▶ **STATED PROBLEM**
Please reproduce the data below line for line, changing nothing.

▶ **EXERCISE INPUT**
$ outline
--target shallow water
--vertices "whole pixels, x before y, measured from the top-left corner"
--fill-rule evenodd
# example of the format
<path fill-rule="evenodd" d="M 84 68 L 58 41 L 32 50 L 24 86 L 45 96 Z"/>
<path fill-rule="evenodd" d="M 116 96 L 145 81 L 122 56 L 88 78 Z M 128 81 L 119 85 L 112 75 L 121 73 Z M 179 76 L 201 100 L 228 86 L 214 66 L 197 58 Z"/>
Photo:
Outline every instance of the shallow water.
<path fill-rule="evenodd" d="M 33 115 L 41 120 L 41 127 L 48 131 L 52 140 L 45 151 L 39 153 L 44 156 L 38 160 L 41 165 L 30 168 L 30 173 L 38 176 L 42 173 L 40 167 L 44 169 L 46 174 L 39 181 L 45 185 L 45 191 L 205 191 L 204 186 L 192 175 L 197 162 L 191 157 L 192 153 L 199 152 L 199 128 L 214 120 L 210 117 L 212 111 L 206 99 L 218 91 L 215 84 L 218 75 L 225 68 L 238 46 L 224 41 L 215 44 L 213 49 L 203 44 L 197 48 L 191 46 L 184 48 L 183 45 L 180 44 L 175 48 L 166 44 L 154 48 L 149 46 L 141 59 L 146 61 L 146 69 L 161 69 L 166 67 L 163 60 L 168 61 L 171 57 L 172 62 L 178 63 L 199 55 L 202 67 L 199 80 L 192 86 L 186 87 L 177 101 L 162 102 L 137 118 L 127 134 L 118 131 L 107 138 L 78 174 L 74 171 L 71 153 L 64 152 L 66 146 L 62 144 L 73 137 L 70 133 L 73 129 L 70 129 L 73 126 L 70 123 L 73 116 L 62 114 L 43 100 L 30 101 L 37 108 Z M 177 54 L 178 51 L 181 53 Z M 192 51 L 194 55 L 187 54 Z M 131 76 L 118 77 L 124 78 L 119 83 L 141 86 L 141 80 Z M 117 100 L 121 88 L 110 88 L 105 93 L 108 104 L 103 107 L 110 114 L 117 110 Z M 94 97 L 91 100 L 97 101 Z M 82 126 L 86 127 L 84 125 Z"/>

▶ **RESULT**
$ outline
--target shallow water
--vertices "whole pixels, x before y, measured from the top-left corner"
--fill-rule evenodd
# example of the format
<path fill-rule="evenodd" d="M 84 68 L 58 41 L 32 50 L 24 86 L 45 96 Z"/>
<path fill-rule="evenodd" d="M 116 96 L 145 81 L 122 56 L 88 78 Z M 128 81 L 119 85 L 112 75 L 121 73 Z M 179 76 L 201 100 L 228 86 L 214 66 L 197 58 Z"/>
Photo:
Outline every instance of the shallow water.
<path fill-rule="evenodd" d="M 33 115 L 41 120 L 41 127 L 48 131 L 52 140 L 45 151 L 39 153 L 44 156 L 38 160 L 41 165 L 30 168 L 30 173 L 38 176 L 42 173 L 40 167 L 44 169 L 46 174 L 39 181 L 45 185 L 45 191 L 205 191 L 204 186 L 192 175 L 197 162 L 191 157 L 192 153 L 199 152 L 199 128 L 214 120 L 210 117 L 212 111 L 206 99 L 218 91 L 215 84 L 218 75 L 225 68 L 238 46 L 224 41 L 215 44 L 213 49 L 203 44 L 197 48 L 191 46 L 184 48 L 183 45 L 180 44 L 175 48 L 166 44 L 154 48 L 149 46 L 141 59 L 146 61 L 146 69 L 161 69 L 166 67 L 163 60 L 168 61 L 171 57 L 172 62 L 178 63 L 199 55 L 202 67 L 199 80 L 192 86 L 186 87 L 177 101 L 162 102 L 137 118 L 127 134 L 118 131 L 107 138 L 78 174 L 74 171 L 71 153 L 64 152 L 66 146 L 62 144 L 73 137 L 70 133 L 73 129 L 70 129 L 73 126 L 70 123 L 73 116 L 62 114 L 43 100 L 30 101 L 37 108 Z M 177 54 L 178 51 L 181 53 Z M 192 51 L 194 55 L 187 54 Z M 131 76 L 118 77 L 124 78 L 119 83 L 141 86 L 141 80 Z M 117 100 L 121 88 L 110 88 L 105 93 L 108 104 L 103 107 L 110 114 L 117 110 Z M 94 97 L 91 100 L 97 101 Z M 82 126 L 86 127 L 84 125 Z"/>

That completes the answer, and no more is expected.